**** THE DATA ****

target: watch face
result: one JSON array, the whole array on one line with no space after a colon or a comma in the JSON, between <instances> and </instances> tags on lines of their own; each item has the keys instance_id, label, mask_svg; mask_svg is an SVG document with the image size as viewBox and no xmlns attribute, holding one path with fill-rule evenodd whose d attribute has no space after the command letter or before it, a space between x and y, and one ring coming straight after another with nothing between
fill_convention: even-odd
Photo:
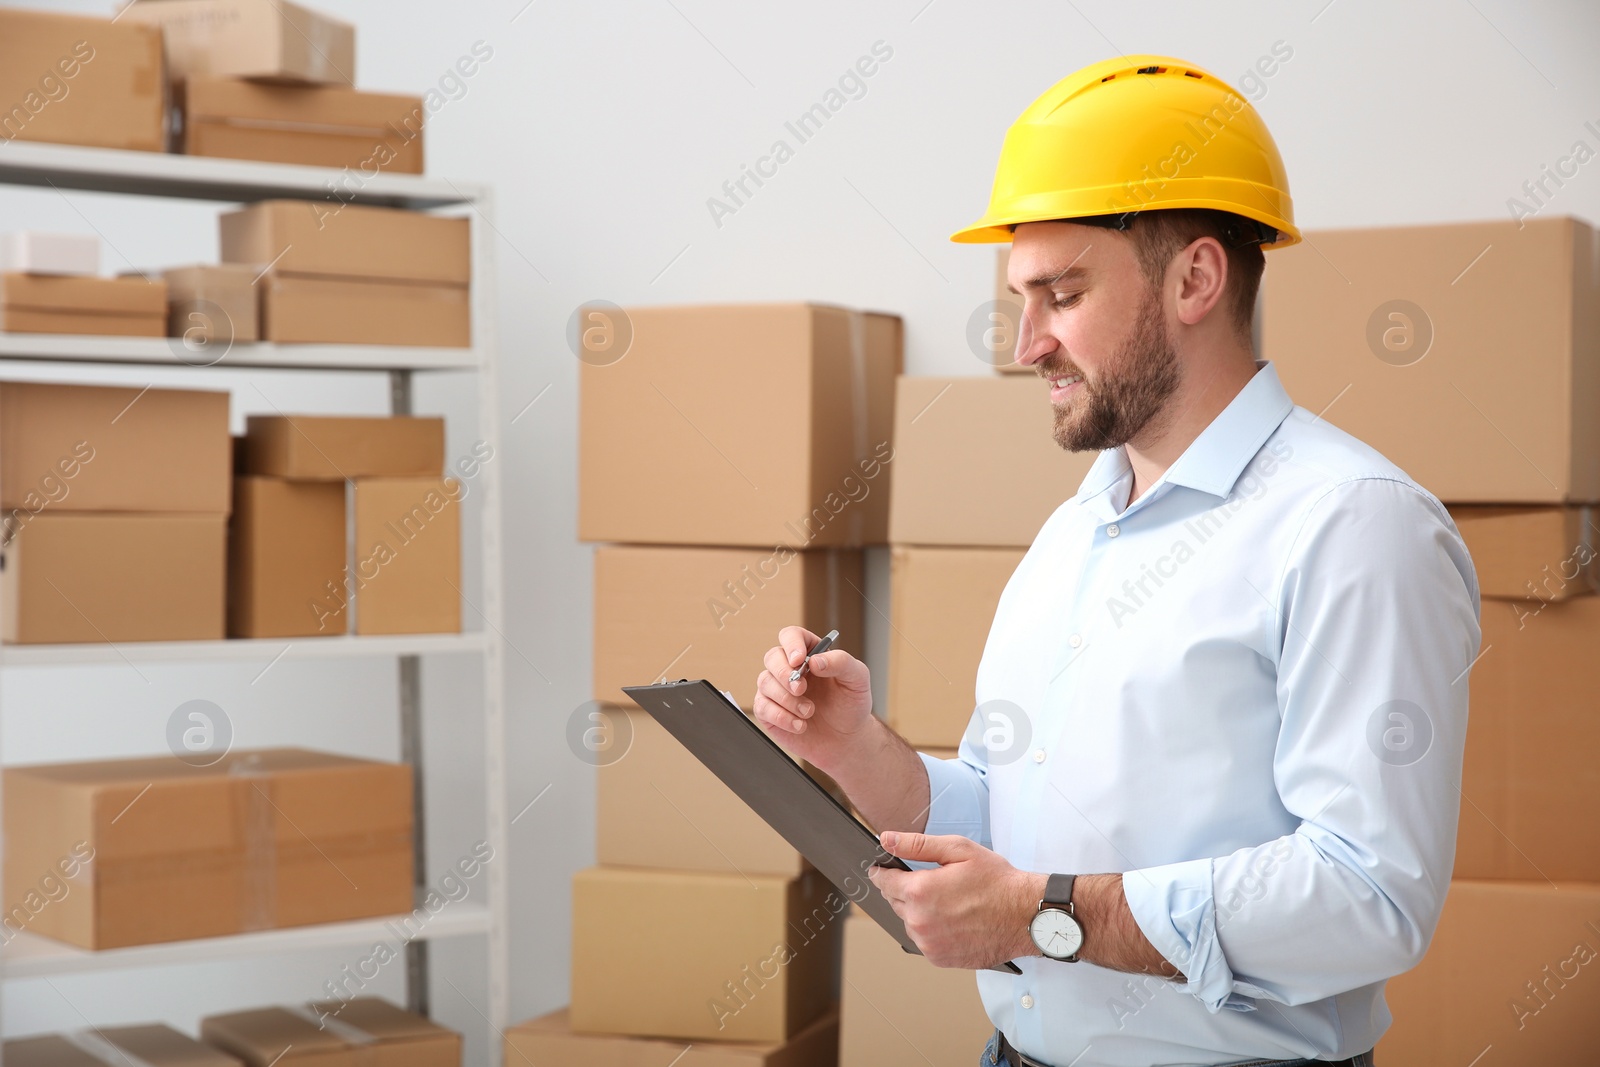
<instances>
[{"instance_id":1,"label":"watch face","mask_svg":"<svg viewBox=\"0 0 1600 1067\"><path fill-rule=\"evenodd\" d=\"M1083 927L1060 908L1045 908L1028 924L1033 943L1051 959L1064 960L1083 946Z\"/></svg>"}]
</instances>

****

§ **GOAL OF THE EXERCISE**: Repeat the records above exactly, without pictures.

§ **TASK ANSWER**:
target: watch face
result: one JSON array, the whole array on one line with no space after a colon or a comma in the JSON, between <instances> and </instances> tags on lines of their own; each item has the keys instance_id, label, mask_svg; mask_svg is an SVG document with the image size as viewBox and no xmlns attribute, holding one path with fill-rule evenodd whose d attribute has no space after the command letter or before it, a space between x and y, and one ring coming straight after another with nothing between
fill_convention: even-odd
Photo:
<instances>
[{"instance_id":1,"label":"watch face","mask_svg":"<svg viewBox=\"0 0 1600 1067\"><path fill-rule=\"evenodd\" d=\"M1083 927L1060 908L1045 908L1028 924L1033 943L1051 959L1064 960L1083 946Z\"/></svg>"}]
</instances>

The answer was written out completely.